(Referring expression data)
--------------------------------------------------

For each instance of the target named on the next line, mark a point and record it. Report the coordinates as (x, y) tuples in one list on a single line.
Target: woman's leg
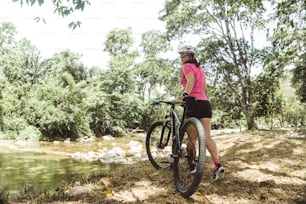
[(210, 143)]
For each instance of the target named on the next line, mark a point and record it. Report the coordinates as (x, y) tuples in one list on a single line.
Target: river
[(48, 165)]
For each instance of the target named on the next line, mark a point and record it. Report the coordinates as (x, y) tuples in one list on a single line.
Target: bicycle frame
[(175, 119)]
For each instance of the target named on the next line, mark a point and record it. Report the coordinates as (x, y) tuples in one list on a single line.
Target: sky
[(98, 19)]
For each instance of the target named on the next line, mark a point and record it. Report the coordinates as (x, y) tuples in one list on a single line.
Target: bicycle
[(168, 146)]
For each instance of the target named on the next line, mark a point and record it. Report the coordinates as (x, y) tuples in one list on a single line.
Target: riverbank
[(261, 167)]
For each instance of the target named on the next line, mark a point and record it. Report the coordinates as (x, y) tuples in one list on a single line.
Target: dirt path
[(261, 167)]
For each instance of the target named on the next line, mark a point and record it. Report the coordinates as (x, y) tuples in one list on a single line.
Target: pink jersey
[(198, 90)]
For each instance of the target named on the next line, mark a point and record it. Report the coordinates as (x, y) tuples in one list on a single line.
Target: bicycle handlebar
[(186, 99)]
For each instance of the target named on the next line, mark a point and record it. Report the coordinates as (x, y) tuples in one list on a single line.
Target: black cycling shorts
[(199, 109)]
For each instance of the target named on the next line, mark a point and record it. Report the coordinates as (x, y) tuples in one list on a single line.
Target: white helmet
[(187, 49)]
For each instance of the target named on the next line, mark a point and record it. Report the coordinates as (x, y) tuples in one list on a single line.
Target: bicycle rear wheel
[(186, 182), (159, 144)]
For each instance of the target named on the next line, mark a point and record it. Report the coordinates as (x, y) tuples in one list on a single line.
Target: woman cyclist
[(193, 82)]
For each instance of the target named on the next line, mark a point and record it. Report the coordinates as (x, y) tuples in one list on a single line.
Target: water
[(49, 166)]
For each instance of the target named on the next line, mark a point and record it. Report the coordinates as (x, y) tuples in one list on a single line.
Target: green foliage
[(62, 8), (288, 39), (118, 41), (228, 52)]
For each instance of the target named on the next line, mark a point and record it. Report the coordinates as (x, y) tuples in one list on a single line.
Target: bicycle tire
[(159, 144), (186, 183)]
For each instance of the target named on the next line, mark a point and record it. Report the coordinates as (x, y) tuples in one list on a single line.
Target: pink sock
[(216, 162)]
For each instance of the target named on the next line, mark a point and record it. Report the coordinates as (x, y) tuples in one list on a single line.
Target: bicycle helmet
[(187, 49)]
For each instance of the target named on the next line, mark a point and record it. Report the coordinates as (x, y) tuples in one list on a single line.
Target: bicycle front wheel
[(159, 144), (189, 159)]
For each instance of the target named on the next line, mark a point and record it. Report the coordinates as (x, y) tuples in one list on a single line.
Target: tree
[(153, 70), (62, 8), (227, 49), (289, 40)]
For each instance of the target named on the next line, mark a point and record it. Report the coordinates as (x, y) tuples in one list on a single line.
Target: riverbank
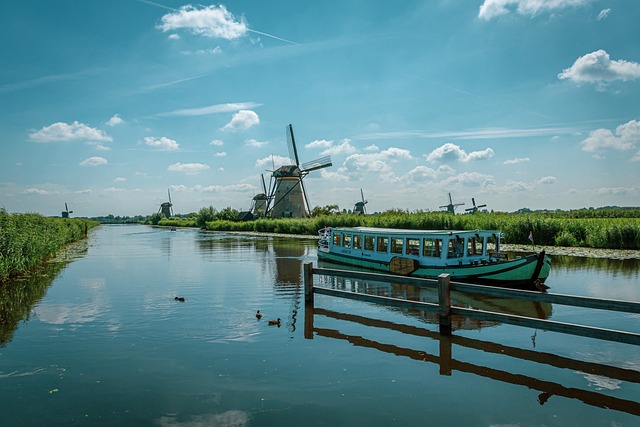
[(550, 250)]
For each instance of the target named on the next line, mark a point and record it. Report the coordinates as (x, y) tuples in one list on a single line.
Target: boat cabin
[(441, 247)]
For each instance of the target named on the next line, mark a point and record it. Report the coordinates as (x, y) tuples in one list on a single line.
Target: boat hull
[(522, 273)]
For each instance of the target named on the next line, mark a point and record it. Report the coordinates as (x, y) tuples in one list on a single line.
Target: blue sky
[(517, 103)]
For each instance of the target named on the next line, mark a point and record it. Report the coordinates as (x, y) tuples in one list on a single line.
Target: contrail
[(248, 29)]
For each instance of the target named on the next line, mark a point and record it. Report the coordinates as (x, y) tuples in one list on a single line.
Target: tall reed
[(28, 239)]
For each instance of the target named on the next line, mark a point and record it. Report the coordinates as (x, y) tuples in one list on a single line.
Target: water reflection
[(448, 364), (18, 297), (538, 310)]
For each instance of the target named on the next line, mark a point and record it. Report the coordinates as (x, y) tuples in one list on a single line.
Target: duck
[(274, 322)]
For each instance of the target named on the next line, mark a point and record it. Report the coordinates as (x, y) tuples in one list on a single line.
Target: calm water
[(102, 341)]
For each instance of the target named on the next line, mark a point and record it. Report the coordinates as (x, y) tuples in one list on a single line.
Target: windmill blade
[(322, 162), (291, 142), (304, 195), (264, 187)]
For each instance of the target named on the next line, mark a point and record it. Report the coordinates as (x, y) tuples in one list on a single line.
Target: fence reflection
[(448, 364)]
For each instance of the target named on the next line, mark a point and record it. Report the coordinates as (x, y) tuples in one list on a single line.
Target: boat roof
[(406, 232)]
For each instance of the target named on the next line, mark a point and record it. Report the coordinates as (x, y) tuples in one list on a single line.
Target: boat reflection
[(538, 310), (448, 364)]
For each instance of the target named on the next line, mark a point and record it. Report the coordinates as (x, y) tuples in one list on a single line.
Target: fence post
[(307, 277), (444, 301)]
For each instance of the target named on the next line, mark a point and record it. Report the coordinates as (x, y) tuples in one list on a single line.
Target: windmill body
[(166, 208), (289, 196), (359, 208)]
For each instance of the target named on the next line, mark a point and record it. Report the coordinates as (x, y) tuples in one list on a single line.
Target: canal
[(100, 340)]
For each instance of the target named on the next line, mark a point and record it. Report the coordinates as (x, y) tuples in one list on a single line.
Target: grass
[(27, 240), (548, 228)]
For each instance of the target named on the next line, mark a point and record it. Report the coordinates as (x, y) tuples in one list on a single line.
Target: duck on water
[(470, 256)]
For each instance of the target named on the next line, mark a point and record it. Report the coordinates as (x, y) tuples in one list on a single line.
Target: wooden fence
[(445, 310)]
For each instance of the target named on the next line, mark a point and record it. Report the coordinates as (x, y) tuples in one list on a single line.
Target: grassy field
[(607, 230), (26, 240)]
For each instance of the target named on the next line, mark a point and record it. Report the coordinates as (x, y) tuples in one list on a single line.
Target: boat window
[(368, 243), (413, 246), (396, 245), (431, 247), (456, 248), (474, 246), (382, 245)]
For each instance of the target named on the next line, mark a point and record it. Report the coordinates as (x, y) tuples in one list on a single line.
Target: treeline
[(26, 240), (547, 228)]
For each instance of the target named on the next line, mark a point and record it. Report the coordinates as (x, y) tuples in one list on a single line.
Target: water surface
[(104, 342)]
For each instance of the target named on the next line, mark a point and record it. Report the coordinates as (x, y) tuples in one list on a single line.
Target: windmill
[(451, 207), (289, 196), (260, 202), (167, 207), (66, 211), (475, 208), (359, 206)]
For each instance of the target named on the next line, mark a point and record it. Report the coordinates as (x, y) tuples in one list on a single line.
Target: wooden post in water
[(307, 277), (444, 301)]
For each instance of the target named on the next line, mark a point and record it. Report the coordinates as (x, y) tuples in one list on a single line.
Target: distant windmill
[(289, 197), (451, 207), (260, 202), (359, 206), (66, 211), (475, 208), (167, 207)]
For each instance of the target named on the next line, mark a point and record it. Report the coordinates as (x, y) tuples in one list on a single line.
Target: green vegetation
[(26, 240), (609, 229)]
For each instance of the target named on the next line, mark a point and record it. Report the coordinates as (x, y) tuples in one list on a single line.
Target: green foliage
[(615, 229), (28, 239)]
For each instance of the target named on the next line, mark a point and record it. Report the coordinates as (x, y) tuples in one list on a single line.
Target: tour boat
[(467, 256)]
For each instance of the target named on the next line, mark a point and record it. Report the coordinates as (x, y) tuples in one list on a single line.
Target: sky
[(108, 105)]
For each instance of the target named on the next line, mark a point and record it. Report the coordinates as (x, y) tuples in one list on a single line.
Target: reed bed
[(547, 229), (26, 240)]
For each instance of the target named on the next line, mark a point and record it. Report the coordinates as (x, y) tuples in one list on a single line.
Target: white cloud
[(69, 132), (38, 191), (211, 109), (547, 180), (209, 21), (625, 138), (494, 8), (344, 147), (163, 143), (115, 120), (597, 67), (452, 152), (188, 168), (376, 162), (603, 14), (222, 188), (242, 120), (319, 143), (517, 160), (94, 161), (255, 143), (211, 51)]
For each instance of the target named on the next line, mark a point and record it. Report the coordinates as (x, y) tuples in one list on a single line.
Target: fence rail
[(445, 310)]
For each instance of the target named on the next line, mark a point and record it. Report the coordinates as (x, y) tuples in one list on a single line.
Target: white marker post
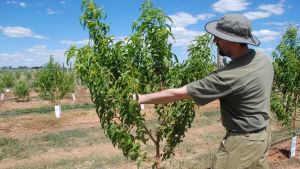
[(2, 97), (57, 111), (142, 106), (73, 97), (293, 147)]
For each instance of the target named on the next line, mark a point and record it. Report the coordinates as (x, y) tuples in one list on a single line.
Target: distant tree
[(21, 90), (8, 79), (2, 86)]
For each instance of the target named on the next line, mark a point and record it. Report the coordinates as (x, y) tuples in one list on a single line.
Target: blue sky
[(32, 30)]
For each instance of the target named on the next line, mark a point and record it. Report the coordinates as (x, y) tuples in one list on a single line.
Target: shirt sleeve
[(208, 89)]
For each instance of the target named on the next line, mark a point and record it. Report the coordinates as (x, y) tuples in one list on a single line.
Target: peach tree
[(286, 87), (141, 63)]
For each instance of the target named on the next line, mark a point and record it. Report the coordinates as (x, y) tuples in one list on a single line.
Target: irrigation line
[(46, 109), (287, 134), (37, 98)]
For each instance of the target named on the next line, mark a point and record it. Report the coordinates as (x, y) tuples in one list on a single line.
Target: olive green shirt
[(243, 87)]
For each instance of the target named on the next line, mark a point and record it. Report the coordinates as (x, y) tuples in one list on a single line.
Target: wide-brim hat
[(234, 28)]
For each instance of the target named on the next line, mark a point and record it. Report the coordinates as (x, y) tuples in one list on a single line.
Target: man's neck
[(241, 52)]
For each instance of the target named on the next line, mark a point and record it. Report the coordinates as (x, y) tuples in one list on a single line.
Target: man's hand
[(165, 96)]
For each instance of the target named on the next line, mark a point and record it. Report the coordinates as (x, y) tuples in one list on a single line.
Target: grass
[(91, 162), (45, 109), (26, 147), (191, 153)]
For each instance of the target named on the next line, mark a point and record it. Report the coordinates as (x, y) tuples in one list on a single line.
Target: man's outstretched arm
[(165, 96)]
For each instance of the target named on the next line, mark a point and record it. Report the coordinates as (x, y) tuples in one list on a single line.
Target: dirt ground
[(196, 141)]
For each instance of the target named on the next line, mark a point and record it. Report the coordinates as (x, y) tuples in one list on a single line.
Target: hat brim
[(210, 27)]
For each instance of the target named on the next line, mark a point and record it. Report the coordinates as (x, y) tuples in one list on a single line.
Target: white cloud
[(52, 12), (70, 42), (20, 32), (17, 4), (22, 4), (267, 50), (266, 10), (35, 56), (276, 9), (257, 15), (223, 6), (183, 36), (266, 35), (63, 2), (11, 2), (183, 19), (205, 16)]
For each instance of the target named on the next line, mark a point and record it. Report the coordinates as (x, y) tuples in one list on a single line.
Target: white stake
[(293, 147), (57, 111)]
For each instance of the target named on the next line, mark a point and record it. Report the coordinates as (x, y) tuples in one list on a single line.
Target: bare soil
[(199, 139)]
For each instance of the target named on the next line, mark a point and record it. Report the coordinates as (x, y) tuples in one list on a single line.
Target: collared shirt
[(243, 87)]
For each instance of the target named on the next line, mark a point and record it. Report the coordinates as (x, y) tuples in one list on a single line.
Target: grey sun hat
[(234, 28)]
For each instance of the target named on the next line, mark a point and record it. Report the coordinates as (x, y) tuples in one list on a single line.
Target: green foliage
[(8, 79), (52, 83), (17, 75), (286, 87), (21, 90), (2, 86), (142, 63), (28, 75)]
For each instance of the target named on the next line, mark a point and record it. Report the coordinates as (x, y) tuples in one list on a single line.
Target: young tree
[(143, 62), (8, 79), (21, 90), (286, 87), (51, 82)]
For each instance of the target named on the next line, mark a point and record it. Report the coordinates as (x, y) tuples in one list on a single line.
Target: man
[(243, 88)]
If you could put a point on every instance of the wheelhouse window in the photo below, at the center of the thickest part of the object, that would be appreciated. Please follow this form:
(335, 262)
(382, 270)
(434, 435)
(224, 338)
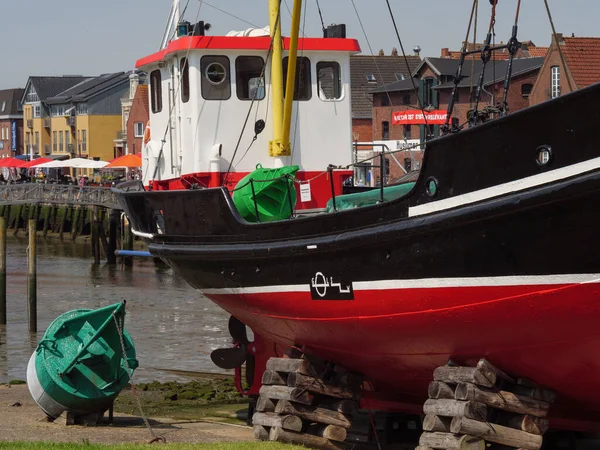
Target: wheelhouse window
(216, 77)
(156, 91)
(555, 79)
(249, 77)
(184, 70)
(302, 90)
(329, 80)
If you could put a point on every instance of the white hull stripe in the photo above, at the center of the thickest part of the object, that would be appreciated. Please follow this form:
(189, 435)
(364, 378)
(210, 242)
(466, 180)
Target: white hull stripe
(426, 283)
(506, 188)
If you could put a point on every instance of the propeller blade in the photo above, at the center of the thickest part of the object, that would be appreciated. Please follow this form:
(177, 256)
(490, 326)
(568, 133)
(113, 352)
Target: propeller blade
(250, 363)
(229, 358)
(237, 330)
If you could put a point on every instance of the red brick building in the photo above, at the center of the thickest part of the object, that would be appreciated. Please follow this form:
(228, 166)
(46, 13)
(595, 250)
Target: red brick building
(11, 122)
(396, 112)
(138, 118)
(582, 58)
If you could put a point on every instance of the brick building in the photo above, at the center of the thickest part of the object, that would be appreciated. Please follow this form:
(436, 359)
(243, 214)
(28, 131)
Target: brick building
(368, 72)
(582, 58)
(398, 118)
(11, 122)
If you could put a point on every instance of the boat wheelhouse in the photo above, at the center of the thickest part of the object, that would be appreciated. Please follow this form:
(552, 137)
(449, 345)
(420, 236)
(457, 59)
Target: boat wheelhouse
(202, 88)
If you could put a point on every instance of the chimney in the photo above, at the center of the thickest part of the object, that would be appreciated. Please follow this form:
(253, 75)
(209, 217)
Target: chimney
(134, 81)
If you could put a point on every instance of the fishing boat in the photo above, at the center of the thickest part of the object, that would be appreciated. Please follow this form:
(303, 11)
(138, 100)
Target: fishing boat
(492, 252)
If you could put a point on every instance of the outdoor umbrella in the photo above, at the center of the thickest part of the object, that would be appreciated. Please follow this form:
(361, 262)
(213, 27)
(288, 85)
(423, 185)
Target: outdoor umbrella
(129, 161)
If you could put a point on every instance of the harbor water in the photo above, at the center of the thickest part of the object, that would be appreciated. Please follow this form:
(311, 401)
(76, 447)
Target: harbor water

--------------------------------------------------

**WORK INSTRUCTIONS**
All lines above that include the word "harbor" must be copied into the answer.

**REPLY TO THE TASK**
If you could put a point on every instance of the harbor water in the photo above, at the center of the thickest part of the object, that would be appreciated. Please follow this form:
Target: harbor water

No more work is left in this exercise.